*STATED EXERCISE*:
Can you retype the material below character for character, beginning at its first line and stopping after the line that contains "column 888, row 200"?

(Point labeling material)
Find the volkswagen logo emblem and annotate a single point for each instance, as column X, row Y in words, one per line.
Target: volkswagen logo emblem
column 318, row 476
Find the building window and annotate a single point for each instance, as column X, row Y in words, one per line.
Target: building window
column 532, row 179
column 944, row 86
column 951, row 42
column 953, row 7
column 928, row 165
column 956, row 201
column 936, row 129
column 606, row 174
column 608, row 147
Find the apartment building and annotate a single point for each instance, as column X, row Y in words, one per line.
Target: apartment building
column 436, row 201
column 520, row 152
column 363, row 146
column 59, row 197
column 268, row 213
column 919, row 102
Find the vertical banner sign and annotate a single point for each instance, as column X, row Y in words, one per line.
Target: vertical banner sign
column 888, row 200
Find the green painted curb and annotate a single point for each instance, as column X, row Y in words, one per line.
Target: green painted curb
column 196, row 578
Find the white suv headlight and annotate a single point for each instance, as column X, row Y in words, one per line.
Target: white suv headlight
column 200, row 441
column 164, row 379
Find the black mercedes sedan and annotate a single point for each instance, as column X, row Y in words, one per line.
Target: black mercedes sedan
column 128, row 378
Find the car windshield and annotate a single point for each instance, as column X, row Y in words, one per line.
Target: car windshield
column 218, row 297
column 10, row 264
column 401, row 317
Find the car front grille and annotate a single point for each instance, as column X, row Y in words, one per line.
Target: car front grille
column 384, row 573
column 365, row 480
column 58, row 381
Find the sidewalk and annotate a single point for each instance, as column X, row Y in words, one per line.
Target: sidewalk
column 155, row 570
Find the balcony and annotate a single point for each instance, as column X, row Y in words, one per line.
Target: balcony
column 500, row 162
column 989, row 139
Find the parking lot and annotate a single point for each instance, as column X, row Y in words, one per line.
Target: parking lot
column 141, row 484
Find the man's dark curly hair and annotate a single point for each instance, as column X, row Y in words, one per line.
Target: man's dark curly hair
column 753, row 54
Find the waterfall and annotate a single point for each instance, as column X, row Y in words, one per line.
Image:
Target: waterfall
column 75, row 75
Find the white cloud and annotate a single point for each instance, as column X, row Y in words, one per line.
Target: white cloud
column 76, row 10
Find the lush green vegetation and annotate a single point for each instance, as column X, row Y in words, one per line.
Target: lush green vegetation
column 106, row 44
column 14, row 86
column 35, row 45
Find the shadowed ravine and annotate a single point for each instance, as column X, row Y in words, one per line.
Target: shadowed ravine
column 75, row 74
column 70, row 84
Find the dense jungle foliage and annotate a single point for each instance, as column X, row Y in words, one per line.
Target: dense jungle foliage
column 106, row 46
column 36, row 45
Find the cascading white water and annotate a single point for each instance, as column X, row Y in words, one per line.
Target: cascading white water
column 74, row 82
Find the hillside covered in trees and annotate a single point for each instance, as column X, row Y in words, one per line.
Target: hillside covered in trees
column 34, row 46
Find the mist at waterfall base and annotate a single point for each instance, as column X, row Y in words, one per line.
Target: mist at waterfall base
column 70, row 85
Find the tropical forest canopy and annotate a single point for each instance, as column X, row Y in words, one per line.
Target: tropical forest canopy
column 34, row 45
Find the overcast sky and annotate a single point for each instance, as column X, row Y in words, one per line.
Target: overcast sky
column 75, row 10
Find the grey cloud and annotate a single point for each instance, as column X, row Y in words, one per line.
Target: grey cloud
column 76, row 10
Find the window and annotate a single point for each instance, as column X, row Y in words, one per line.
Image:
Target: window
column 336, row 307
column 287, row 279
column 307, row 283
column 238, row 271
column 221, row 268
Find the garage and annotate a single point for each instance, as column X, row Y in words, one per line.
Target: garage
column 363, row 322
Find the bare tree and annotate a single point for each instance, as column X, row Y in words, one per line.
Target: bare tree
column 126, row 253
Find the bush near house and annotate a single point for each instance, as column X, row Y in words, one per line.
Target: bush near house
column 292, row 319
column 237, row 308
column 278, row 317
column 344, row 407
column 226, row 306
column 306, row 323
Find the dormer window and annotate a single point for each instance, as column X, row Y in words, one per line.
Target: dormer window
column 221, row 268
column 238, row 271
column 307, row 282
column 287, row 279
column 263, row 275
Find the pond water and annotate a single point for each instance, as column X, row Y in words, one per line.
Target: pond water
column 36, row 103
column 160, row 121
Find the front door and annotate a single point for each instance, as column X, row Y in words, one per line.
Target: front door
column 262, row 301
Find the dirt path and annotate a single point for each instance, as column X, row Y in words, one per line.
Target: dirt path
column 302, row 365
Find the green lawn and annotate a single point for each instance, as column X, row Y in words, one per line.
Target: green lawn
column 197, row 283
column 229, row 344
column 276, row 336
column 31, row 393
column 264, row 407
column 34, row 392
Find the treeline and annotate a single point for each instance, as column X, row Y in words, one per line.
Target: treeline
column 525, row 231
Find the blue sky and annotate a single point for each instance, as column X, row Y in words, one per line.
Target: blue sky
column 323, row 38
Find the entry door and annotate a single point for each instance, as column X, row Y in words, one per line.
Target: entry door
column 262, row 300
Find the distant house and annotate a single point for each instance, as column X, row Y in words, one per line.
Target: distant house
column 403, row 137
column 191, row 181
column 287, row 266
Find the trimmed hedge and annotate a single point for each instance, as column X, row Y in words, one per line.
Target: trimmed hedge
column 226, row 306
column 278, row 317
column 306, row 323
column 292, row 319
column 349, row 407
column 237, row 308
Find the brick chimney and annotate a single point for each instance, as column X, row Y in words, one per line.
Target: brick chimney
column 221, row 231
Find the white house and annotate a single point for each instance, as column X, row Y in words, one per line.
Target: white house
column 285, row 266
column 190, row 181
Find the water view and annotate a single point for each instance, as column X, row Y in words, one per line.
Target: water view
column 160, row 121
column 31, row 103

*RESULT*:
Find the volkswagen logo emblem and annotate a single point for each instance, as column X, row Y in words, one per line.
Target: volkswagen logo emblem
column 318, row 476
Find the building window and annotate a single point for each instance, as column X, row Y in words, one per line.
Target: building window
column 532, row 179
column 944, row 86
column 951, row 42
column 953, row 7
column 928, row 165
column 956, row 201
column 936, row 129
column 606, row 174
column 608, row 147
Find the apartment building and annotate a single point for each instance, as column X, row Y in words, one per line.
Target: apartment building
column 436, row 201
column 520, row 152
column 363, row 146
column 59, row 197
column 268, row 213
column 919, row 102
Find the vertical banner sign and annotate a single point for each instance, as column X, row Y in words, one per line.
Target: vertical banner sign
column 888, row 200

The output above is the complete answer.